• PAGE EXTRACT:
------------------------------------------------------------

Jane Muncke (Food Packaging Forum Foundation) gave a perspective from the food packaging industry on the future of the circular economy. Food consumption makes up close to one third of all human-induced environmental impacts across the world. Part of this impact is due to waste from food packaging, and the industry is attempting to address these challenges while making sure that chemicals used in food packaging are not toxic. There are currently 8,000 chemicals regulated by the EU in food packaging materials, but Muncke said that monitoring all 8,000 chemicals and understanding how the manufacturing process impacts chemical composition remains a challenge.


Credit: , accessed from , .

Muncke highlighted the importance of food package recycling in order to achieve a complete circular economy but stressed that material recycling should not be done in a way that increases human contact with potentially hazardous chemicals. Proposed solutions include ensuring that food containers are recycled but then reused in a manner consistent with their original purpose, such as reusing cold food containers to hold cold food again and not hot food (where the heat could cause some of the chemicals to leech out).

Giorgia Faraca (Technical University of Denmark) talked about on finding safe ways to recycle and reuse wood products. The challenge in this area is the presence of impurities in wood, such as metals, plastics, and chemical additives including paints and oils. There are EU regulations in place to prevent contact with hazardous materials in recycled wood, but Faraca stated that these regulations also make it a challenge to ensure that high-quality wood materials can be reused instead of simply thrown away. Faraca and her team found that some chemical impurities could be removed completely before recycling. She commented that while some impurities may still occur in recycled wood materials, low enough levels ensure that the material could still be used safely by consumers.

Arthur Haarman from EMPA Technology and Society Lab discussed work on electronic waste. Electronic waste (e-waste) is a fast-growing waste stream in the developing world that includes materials such as used computers and television sets. This waste stream is attractive to recyclers because it contains valuable minerals like copper. However, this waste stream also includes highly toxic materials such as flame retardants and heavy metals. Haarman said that of the 42 million tons of e-waste generated in 2014, only 15% of materials entered a formal and proper recycling and waste treatment process. Haarman then discussed e-waste in India, where informal regulations and cultural perspectives can lead to unsafe handling of hazardous materials. There are ways for recyclers in India to handle plastic contaminated with toxic chemicals, but Haarman reported that the initiatives for recyclers to undergo additional separation steps are not working. Haarman and his group studied the trends of e-waste recycling in India and developed a strategy, coupled with easy-to-use testing methods, that provides greater incentives for removing toxic chemicals from e-waste.

------------------------------------------------------------

• LISTED RECORDS:
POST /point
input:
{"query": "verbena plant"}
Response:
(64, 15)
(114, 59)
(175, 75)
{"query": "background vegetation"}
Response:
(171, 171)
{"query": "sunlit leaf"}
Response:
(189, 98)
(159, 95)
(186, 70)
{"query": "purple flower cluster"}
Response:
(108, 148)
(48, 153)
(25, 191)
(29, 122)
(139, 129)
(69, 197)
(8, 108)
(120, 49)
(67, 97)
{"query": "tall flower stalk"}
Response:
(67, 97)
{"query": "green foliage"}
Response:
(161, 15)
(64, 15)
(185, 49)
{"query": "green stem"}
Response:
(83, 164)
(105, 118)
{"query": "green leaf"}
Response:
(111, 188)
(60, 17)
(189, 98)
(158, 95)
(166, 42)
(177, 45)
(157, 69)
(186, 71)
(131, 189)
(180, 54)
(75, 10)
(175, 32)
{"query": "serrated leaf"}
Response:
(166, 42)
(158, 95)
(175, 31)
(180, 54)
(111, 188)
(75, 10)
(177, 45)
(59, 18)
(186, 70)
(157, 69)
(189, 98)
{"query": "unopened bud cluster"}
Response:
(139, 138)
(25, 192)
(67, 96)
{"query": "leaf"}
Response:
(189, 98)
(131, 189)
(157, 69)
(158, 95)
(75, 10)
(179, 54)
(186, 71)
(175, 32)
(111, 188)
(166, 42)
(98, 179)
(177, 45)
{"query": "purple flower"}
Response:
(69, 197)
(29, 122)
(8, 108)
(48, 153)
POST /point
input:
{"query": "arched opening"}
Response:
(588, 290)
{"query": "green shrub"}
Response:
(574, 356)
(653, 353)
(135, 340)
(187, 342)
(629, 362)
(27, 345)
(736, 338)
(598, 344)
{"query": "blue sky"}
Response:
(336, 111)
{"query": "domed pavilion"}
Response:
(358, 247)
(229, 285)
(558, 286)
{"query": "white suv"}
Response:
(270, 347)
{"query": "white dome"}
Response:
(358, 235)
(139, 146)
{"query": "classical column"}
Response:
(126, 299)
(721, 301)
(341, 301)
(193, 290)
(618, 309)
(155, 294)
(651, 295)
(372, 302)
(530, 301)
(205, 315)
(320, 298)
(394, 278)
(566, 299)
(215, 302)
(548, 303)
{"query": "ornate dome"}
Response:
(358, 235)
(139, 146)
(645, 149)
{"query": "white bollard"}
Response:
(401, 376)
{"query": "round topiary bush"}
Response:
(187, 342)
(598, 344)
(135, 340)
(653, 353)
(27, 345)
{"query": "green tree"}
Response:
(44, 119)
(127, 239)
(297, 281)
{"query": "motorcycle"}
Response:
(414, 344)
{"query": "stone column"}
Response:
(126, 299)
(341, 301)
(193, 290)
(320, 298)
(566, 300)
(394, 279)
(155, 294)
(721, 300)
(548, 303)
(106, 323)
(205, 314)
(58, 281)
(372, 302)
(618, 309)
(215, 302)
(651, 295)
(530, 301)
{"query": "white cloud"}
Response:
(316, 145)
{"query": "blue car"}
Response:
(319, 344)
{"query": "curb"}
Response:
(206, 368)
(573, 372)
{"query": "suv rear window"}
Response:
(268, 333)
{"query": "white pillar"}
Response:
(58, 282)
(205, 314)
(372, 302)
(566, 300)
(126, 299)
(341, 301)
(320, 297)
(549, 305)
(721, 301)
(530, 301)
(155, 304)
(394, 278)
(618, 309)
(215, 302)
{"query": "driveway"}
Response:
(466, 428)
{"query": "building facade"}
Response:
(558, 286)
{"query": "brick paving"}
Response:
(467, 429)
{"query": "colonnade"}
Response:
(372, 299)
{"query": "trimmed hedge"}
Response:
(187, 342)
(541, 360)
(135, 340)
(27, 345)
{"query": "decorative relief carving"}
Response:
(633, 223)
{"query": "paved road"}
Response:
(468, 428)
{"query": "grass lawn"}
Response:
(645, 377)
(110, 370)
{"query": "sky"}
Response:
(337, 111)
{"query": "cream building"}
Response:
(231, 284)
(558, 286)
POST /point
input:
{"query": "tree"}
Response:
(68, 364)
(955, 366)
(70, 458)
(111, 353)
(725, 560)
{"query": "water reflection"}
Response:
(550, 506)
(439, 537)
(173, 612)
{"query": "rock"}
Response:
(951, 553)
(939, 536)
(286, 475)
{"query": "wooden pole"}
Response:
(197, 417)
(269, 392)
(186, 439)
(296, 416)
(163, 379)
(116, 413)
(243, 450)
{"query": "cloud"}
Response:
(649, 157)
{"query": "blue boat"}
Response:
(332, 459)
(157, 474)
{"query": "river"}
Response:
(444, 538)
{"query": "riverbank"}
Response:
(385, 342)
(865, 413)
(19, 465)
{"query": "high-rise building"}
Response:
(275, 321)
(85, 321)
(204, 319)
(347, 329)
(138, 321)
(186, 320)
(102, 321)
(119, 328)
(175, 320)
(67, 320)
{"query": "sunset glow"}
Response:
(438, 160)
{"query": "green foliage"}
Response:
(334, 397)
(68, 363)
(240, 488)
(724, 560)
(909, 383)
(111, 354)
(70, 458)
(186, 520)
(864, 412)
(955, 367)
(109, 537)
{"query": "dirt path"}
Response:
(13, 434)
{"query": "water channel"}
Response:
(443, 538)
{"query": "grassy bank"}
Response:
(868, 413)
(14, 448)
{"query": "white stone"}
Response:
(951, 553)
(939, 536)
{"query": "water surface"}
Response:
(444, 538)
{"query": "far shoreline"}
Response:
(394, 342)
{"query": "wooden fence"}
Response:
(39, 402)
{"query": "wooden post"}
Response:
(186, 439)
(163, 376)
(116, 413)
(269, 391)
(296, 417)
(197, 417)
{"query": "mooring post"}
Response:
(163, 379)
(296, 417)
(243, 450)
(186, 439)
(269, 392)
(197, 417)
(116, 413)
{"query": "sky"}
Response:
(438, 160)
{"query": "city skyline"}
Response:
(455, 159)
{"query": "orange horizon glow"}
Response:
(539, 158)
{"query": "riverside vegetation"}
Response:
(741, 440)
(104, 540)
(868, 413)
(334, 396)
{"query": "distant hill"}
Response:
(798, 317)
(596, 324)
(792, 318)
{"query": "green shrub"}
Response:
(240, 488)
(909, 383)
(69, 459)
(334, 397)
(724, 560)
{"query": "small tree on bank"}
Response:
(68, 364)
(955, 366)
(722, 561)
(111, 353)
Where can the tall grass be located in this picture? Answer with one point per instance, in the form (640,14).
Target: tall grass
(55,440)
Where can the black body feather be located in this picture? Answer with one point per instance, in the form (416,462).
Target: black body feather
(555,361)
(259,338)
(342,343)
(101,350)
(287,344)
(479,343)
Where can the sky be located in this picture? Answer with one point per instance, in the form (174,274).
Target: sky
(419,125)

------------------------------------------------------------

• ASSIGNED TASK 1: List every speaker named in the passage on recycling and hazardous chemicals, each with the organization given for them.
• ASSIGNED TASK 2: Return the stretch of the passage on recycling and hazardous chemicals from "Muncke highlighted the" through "to leech out).", copied word for word.

• WRITTEN REPLY 1:
Jane Muncke (Food Packaging Forum Foundation)
Giorgia Faraca (Technical University of Denmark)
Arthur Haarman (EMPA Technology and Society Lab)

• WRITTEN REPLY 2:
Muncke highlighted the importance of food package recycling in order to achieve a complete circular economy but stressed that material recycling should not be done in a way that increases human contact with potentially hazardous chemicals. Proposed solutions include ensuring that food containers are recycled but then reused in a manner consistent with their original purpose, such as reusing cold food containers to hold cold food again and not hot food (where the heat could cause some of the chemicals to leech out).